• Problem requirements
Could every line of the listing be output exactly, with the pictures skipped?

Records to process below:

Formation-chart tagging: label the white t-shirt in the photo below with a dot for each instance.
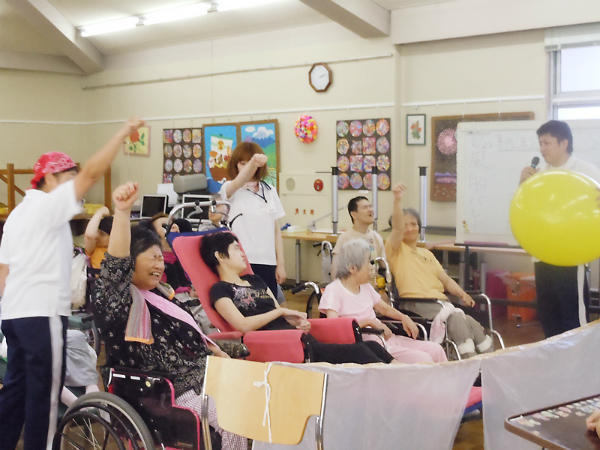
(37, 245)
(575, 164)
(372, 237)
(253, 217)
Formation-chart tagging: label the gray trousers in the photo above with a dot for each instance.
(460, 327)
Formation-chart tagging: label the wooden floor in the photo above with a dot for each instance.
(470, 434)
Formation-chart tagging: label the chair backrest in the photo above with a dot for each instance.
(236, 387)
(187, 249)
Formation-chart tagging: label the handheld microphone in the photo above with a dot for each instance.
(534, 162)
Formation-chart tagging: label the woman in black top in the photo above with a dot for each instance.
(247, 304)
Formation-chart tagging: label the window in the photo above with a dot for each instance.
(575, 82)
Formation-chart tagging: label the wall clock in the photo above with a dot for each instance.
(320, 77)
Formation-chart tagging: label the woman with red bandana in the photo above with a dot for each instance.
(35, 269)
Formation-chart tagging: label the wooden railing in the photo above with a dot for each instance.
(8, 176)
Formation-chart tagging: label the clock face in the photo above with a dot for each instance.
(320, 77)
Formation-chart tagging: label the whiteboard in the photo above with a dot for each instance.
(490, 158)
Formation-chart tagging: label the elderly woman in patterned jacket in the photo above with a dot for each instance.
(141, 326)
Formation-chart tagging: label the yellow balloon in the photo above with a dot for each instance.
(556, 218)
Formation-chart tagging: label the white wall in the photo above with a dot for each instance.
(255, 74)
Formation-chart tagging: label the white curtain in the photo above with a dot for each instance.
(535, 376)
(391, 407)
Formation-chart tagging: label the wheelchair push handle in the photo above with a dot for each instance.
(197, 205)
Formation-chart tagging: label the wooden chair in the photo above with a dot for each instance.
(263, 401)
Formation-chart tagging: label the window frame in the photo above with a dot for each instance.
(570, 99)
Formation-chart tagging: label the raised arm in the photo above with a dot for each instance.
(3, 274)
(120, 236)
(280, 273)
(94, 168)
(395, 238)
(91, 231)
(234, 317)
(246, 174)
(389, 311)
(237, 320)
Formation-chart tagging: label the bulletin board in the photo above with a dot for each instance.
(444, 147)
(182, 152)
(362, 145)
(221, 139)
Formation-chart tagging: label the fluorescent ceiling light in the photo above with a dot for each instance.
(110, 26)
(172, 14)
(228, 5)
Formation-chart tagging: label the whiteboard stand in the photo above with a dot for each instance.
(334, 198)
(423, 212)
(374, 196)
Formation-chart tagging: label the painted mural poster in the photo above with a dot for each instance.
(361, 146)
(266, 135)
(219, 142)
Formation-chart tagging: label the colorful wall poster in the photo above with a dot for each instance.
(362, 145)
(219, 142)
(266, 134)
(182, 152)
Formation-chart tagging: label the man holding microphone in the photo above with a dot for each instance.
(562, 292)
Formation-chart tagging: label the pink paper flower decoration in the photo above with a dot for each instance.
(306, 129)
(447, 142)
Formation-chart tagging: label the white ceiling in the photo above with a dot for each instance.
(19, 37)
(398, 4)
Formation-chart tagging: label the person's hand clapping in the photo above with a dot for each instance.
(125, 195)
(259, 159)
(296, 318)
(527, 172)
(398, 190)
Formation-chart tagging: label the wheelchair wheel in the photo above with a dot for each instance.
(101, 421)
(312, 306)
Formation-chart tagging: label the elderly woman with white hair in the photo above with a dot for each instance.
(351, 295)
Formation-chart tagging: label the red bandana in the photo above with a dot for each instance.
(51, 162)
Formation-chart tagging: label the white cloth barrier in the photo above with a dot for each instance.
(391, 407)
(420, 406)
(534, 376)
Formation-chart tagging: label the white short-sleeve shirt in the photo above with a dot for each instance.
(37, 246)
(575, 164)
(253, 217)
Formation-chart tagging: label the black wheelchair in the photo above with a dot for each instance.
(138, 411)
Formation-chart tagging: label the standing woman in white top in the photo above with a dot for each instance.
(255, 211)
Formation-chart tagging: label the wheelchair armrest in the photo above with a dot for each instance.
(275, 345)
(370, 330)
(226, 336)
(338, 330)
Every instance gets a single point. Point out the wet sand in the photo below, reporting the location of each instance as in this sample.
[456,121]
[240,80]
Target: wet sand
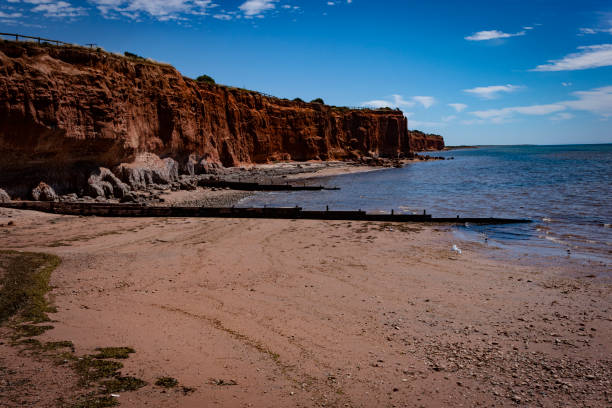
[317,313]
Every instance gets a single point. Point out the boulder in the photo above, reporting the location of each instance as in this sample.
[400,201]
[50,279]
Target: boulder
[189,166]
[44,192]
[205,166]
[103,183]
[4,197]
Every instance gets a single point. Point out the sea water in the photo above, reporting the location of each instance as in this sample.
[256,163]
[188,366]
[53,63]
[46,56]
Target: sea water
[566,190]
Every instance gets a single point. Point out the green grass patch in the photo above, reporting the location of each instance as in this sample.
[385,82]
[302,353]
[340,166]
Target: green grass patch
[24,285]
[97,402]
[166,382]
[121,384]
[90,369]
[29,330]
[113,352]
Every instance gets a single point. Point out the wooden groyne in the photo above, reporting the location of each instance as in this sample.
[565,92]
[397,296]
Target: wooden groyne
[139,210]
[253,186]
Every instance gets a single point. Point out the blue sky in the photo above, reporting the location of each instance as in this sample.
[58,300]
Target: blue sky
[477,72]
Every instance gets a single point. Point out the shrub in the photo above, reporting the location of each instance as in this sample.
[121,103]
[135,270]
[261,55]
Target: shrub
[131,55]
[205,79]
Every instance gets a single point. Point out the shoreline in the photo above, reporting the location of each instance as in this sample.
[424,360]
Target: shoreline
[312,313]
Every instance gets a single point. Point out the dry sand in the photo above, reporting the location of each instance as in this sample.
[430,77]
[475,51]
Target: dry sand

End of Records to process.

• Result of this task
Formation-chart tagging: label the white t-shirt in the photo below with a dot for each instance.
(37, 245)
(575, 164)
(372, 237)
(253, 217)
Formation-chart tagging: label the gray trousers in the photo above with a dot for each instance.
(460, 327)
Formation-chart tagging: label the wooden floor in the photo above with a dot for each instance.
(470, 434)
Formation-chart tagging: label the chair backrest in the photo above with a dot for each instance.
(236, 387)
(187, 249)
Formation-chart tagging: label the handheld microphone in the photo above with a dot for each instance.
(534, 162)
Formation-chart tagging: label the woman in black top in the photo above with a dot for each instance.
(247, 304)
Formation-chart tagging: label the window in the photo above with a dot for each instance.
(575, 82)
Formation-chart tagging: label the wall clock in the photo above with a dot for each instance.
(320, 77)
Formation-chart tagging: label the woman with red bandana in the photo above with a dot for each instance.
(35, 269)
Formation-chart tagging: label the wooden railing in the photo above with a dot for each instance.
(8, 176)
Formation-chart tagging: label the clock face in the photo above with a dot for each instance.
(320, 77)
Formation-chart tagging: label the whiteboard in the photo above with a dot for each instance.
(490, 158)
Formation-chart tagging: label the elderly woman in patterned jacket in the photo above with a dot for each instance.
(141, 326)
Formation-chart tagging: label the yellow balloon in the photo above with a dot for each instance.
(556, 218)
Formation-chart tagging: label the white wall in the photo above with a dot for each instance.
(255, 74)
Formation-chart tagging: label the white curtain in the photo above with a dot for each instance.
(535, 376)
(391, 407)
Formation-chart tagging: label the wheelchair push handle in the photo above with a dot for each instance.
(197, 205)
Formation-chart tagging: label the wooden chair in the photo above with a dot for each instance.
(263, 401)
Formation-chart tagging: label the window frame in the photo above with a dot for each instance.
(570, 99)
Formation-chart tagging: label the raised arm in the photo above with a dot for each instance.
(3, 274)
(120, 236)
(280, 273)
(94, 168)
(395, 238)
(91, 231)
(234, 317)
(246, 174)
(389, 311)
(237, 320)
Formation-chart tagging: label the bulletin board in the photo above with a dot for each instance.
(444, 147)
(182, 152)
(362, 145)
(221, 139)
Formation-chart tagging: label the fluorescent ceiling light in the photo above with a dot for each instance.
(110, 26)
(172, 14)
(228, 5)
Formation-chart tagging: label the whiteboard stand in the photo above with a dot for each instance.
(334, 198)
(423, 212)
(374, 196)
Formation-chart tagging: label the painted mural poster in the photo above with a dot for each instance.
(361, 146)
(266, 135)
(219, 142)
Formation-chart tagging: label the colorful wall poster in the photo above with a dot for each instance.
(362, 145)
(219, 142)
(266, 134)
(182, 152)
Formation-chart tagging: label the man holding microphone in the photo above with a dot for each instance.
(562, 292)
Formation-chart tagging: label the pink paper flower decoration in the photo above with a dot for each instance.
(306, 129)
(447, 142)
Formation-chart tagging: label the white ceiling in the photo above with a dot for each instance.
(19, 37)
(398, 4)
Formation-chart tagging: label the person's hand clapping in the photo above with a dot for each instance.
(125, 195)
(259, 159)
(296, 318)
(527, 172)
(398, 190)
Formation-chart tagging: label the wheelchair wheel in the photo above with a dot for each instance.
(101, 421)
(312, 306)
Formation-chart tagging: label the elderly woman with white hair in the photo above with a dot for each instance.
(351, 295)
Formation-chart tagging: label the red bandana in the photo above with a dot for each instance.
(51, 162)
Formation-chart tagging: label the white cloth barrier in the photo above with a dot for each instance.
(391, 407)
(420, 406)
(534, 376)
Formation-chart tagging: label the white short-sleeve shirt in the photo above with a dot for each instance.
(37, 246)
(575, 164)
(253, 217)
Formation-chart tagging: label the black wheelchair in the photo above with a dot for each instance.
(138, 411)
Formation-chart tagging: label the standing woman in white top in the photo above with a dot for each instance.
(255, 211)
Formation-chart tagging: label the wheelchair armrest in the photo above with a dot for each instance.
(275, 345)
(370, 330)
(226, 336)
(338, 330)
Every instance gets a single point. Point out the wet sand in the photo below, reporting the location of each instance as in this sample.
[456,121]
[240,80]
Target: wet sand
[317,313]
Every instance gets a single point. Point out the boulder in the photo above, reporting the location of each instance as in this sample.
[400,201]
[50,279]
Target: boulder
[189,166]
[44,192]
[205,166]
[103,183]
[4,197]
Every instance gets a single point. Point out the sea water in the photo above, reporting the location of each instance as in this sample.
[256,163]
[188,366]
[53,63]
[46,56]
Target: sea water
[566,190]
Every instance gets a single point. Point out the green grass patch in the photo above, reporting the location of each instance as in this sample.
[385,82]
[302,353]
[340,166]
Target: green grass patch
[24,285]
[97,402]
[166,382]
[121,384]
[90,369]
[29,330]
[113,352]
Every instance gets a single point. Point out the wooden groyne in the photo above, reporting the location of each instance as in this sample.
[565,92]
[397,296]
Target: wooden groyne
[139,210]
[253,186]
Every instance gets a single point. Point out the blue sky in the photo above, reporting the location of each instance as in this sample.
[58,300]
Target: blue sky
[477,72]
Every instance gets a single point. Point out the shrub in the photo above, reporting the location of each instance as in this sample.
[121,103]
[135,270]
[261,55]
Target: shrub
[131,55]
[205,79]
Every instance gets a single point. Point out the shoreline in the photo above, reporting the location of each instance as in this sample.
[424,360]
Target: shoreline
[312,313]
Every instance gets a single point. Point out the dry sand in the photo above, reporting the location of each instance as in this sample.
[430,77]
[475,51]
Target: dry sand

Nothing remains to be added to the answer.